[Records start]
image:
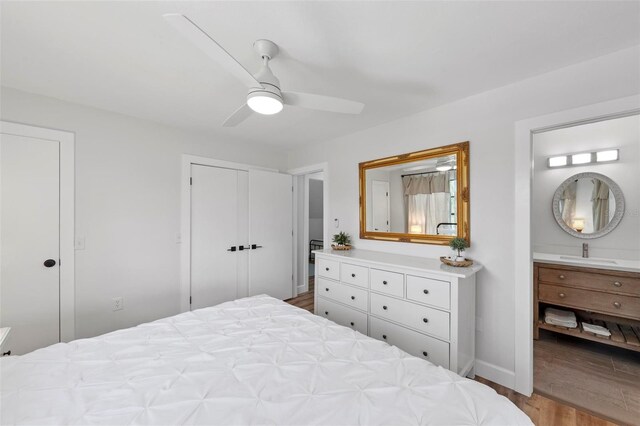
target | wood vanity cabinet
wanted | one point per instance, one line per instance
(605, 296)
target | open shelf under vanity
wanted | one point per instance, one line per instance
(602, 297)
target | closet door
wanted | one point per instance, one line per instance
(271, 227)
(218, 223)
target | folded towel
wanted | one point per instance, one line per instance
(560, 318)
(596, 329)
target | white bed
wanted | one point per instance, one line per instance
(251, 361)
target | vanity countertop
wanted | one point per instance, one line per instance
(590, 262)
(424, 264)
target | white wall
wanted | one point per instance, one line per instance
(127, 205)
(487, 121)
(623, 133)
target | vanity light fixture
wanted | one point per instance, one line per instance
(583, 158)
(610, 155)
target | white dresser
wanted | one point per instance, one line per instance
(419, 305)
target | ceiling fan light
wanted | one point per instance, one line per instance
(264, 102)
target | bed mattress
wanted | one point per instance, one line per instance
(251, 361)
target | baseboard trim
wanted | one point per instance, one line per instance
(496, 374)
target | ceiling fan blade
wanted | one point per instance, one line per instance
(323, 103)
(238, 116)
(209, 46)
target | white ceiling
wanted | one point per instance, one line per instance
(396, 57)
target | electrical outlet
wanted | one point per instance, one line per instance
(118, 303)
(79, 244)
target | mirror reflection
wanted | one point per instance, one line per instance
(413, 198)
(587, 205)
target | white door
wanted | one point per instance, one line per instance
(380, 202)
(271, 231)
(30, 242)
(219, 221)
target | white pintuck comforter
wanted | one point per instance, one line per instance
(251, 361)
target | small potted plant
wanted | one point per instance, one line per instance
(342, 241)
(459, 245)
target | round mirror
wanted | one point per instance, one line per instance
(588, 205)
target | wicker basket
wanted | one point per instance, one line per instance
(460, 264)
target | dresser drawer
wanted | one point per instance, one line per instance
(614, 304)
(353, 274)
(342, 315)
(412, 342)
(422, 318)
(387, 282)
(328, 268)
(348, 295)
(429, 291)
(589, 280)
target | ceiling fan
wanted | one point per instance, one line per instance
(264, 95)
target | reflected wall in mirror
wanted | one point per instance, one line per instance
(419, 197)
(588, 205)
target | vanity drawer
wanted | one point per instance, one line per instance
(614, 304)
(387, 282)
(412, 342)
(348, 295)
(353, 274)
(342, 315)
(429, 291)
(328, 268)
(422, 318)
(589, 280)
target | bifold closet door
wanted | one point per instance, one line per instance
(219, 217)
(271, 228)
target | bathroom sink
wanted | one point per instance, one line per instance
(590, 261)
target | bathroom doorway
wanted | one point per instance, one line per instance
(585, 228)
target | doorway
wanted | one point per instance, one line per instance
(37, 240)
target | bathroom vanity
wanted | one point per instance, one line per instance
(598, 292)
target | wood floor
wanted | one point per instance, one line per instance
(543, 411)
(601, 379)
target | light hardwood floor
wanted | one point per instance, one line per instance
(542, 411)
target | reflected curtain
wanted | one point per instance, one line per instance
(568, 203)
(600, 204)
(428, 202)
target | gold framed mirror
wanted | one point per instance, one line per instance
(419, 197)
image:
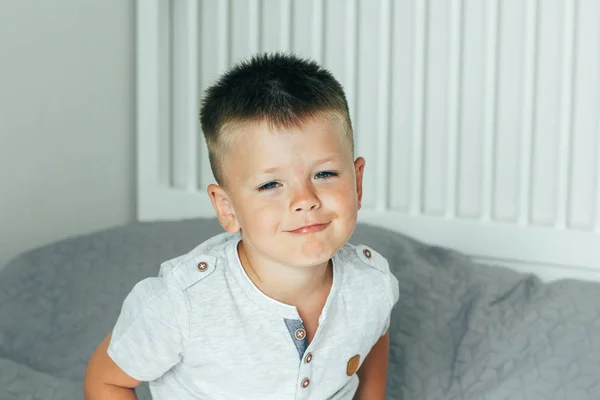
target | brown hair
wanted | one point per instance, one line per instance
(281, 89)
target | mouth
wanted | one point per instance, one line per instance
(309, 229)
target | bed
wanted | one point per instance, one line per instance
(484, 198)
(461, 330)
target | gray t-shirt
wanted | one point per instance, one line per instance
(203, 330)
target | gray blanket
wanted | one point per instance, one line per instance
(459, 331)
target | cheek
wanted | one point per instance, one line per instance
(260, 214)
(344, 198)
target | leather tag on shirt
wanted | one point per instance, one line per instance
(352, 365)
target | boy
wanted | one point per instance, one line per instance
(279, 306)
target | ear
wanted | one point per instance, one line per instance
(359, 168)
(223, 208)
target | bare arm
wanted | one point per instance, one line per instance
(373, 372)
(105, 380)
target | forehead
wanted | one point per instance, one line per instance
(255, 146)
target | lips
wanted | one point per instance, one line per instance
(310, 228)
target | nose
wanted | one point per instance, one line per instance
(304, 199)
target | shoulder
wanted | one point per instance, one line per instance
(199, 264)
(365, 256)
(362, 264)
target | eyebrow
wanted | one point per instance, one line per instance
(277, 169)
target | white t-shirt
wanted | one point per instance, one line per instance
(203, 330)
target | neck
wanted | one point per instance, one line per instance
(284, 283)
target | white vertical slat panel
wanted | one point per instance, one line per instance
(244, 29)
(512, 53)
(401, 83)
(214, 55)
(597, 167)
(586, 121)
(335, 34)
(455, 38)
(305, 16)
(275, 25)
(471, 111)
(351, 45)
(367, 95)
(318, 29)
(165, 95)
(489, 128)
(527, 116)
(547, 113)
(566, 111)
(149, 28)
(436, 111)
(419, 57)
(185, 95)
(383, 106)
[Records end]
* Goal of the exercise *
Every line above should be repeated exactly; pictures stay out of the copy.

* Solution to the problem *
image:
target | wood vanity cabinet
wanted | one point per instance, one line per instance
(605, 296)
target | open shelf under vanity
wanted | one point per instance, one line per instance
(602, 297)
target | closet door
wanted | one point per instance, one line per instance
(271, 227)
(218, 223)
target | folded towel
wanted | one point per instance, one line per instance
(560, 318)
(596, 329)
target | white bed
wanted | one point per instance, one line per instance
(251, 361)
target | vanity countertop
wanted | one point per instance, one line per instance
(590, 262)
(424, 264)
target | white wall
wanted | one point per instance, one line per instance
(127, 205)
(487, 121)
(623, 133)
target | vanity light fixture
wanted | one point per instance, one line per instance
(583, 158)
(610, 155)
target | white dresser
wanted | one point per instance, one line per instance
(419, 305)
target | ceiling fan light
wanted | one point per instance, one line per instance
(264, 102)
target | bed mattress
wanted | one point per instance, one line per instance
(251, 361)
target | baseboard trim
wanted | one point per instance, one line per instance
(496, 374)
target | ceiling fan blade
wanted | one point per instance, one line per instance
(323, 103)
(238, 116)
(209, 46)
target | white ceiling
wanted | one point per instance, one line per instance
(396, 57)
target | electrical outlet
wanted | one point per instance, one line per instance
(118, 303)
(79, 244)
target | mirror reflection
wanted | one point per instance, one line per instance
(413, 198)
(587, 205)
target | white door
wanted | one point per instance, one line per instance
(380, 202)
(271, 231)
(30, 242)
(219, 221)
target | white pintuck comforter
wanted | one point per instance, one line per instance
(251, 361)
target | small potted plant
wanted | one point per instance, one line per instance
(342, 241)
(459, 245)
target | round mirror
wanted | one point per instance, one line per instance
(588, 205)
target | wicker basket
wanted | one point per instance, one line per instance
(460, 264)
target | dresser drawer
wanted | one point per instance, one line per instance
(614, 304)
(353, 274)
(342, 315)
(412, 342)
(422, 318)
(387, 282)
(328, 268)
(348, 295)
(429, 291)
(589, 280)
target | ceiling fan
wanted | one point per instance, one line per instance
(264, 95)
target | reflected wall in mirror
wanted | one point per instance, one line per instance
(419, 197)
(588, 205)
target | vanity drawer
wanted | one point per instance, one line per instance
(614, 304)
(387, 282)
(412, 342)
(348, 295)
(353, 274)
(342, 315)
(429, 291)
(328, 268)
(422, 318)
(589, 280)
target | bifold closet door
wanted | one point per instance, one line per instance
(219, 217)
(271, 228)
target | bathroom sink
wanted | one point per instance, one line per instance
(590, 261)
target | bathroom doorway
wanted | one point per instance, one line per instance
(585, 228)
target | doorway
wanted | one point per instance, one line per instance
(37, 240)
target | bathroom vanity
wanted | one point per instance, one line per instance
(598, 292)
target | wood floor
wanted | one point per instance, one line per instance
(543, 411)
(601, 379)
target | light hardwood floor
wanted | one point per instance, one line per instance
(542, 411)
target | reflected curtain
wanted | one point per instance, one line per instance
(568, 203)
(600, 204)
(428, 202)
target | gold framed mirror
wanted | one point per instance, one line per instance
(419, 197)
image:
target | brown hair
wanted | one point per instance, one line per instance
(281, 89)
target | mouth
wanted | one point per instance, one line per instance
(309, 229)
target | bed
wanted | one point per instance, one line per instance
(484, 198)
(461, 330)
target | gray t-shirt
wanted | one point per instance, one line per instance
(203, 330)
target | gray blanket
wanted | one point per instance, one line per instance
(459, 331)
target | cheek
wanted | one point per instance, one line per instance
(260, 214)
(344, 198)
target | leather tag on shirt
wanted | one point per instance, one line per instance
(352, 365)
target | boy
wanted | one point per instance, one line per instance
(279, 306)
target | ear
wanted | one point per instance, one line per instance
(359, 168)
(223, 208)
target | bare arm
wanted | one point per instance, one line per instance
(373, 372)
(105, 380)
target | forehead
wanted | one point per instance, one line per instance
(255, 146)
target | lips
wanted | one point per instance, one line per instance
(310, 228)
target | nose
wanted | one point per instance, one line per instance
(304, 199)
target | shoulder
wanted | one point per instance, one line per instance
(199, 264)
(365, 256)
(362, 264)
target | eyebrow
wanted | one point per instance, one line per instance
(277, 169)
target | white t-shirt
wanted | one point per instance, one line per instance
(203, 330)
target | neck
wanted | one point per instance, one line per instance
(284, 283)
target | white vertical slat panel
wanted | one point per instance, one line per instance
(244, 29)
(512, 53)
(401, 83)
(214, 55)
(597, 167)
(586, 121)
(335, 34)
(455, 38)
(305, 16)
(275, 25)
(471, 111)
(351, 45)
(367, 95)
(318, 29)
(165, 95)
(489, 128)
(527, 116)
(547, 113)
(566, 111)
(149, 28)
(436, 111)
(419, 57)
(185, 95)
(383, 106)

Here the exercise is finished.